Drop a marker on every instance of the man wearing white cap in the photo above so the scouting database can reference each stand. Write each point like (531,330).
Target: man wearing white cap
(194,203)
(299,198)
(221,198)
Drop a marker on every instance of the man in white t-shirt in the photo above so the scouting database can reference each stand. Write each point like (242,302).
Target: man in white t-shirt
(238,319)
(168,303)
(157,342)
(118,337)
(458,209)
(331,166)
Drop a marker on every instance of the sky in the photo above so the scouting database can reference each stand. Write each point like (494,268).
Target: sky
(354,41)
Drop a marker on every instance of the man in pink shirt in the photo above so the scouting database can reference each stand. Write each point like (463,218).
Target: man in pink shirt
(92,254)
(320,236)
· · · · · · ·
## Exercise description
Rewrite the listing above in full, substituting "pin" for every occurrence of "marker" and leaving everything else unchanged.

## The response
Drop a pin on every instance of the man wearing white cap in the photo above so the scouting database can reference each stand. Write each point like (531,330).
Target: man wearing white cap
(194,203)
(299,198)
(221,198)
Drop a pin on every instance of the man in white t-shirt in the photo above so the scouting database can reference each stand. Write each point like (242,302).
Target: man in white t-shirt
(238,319)
(168,303)
(157,342)
(118,337)
(458,209)
(331,166)
Drop a pin on every instance of the sky in the photo above so the scouting database can reference each stand. Write each point like (494,268).
Target: sky
(354,41)
Drop a pin on every instance of the man in pink shirt in the photo above so the scouting database can reference each stand. Write each point like (463,218).
Target: man in pink shirt
(92,254)
(320,236)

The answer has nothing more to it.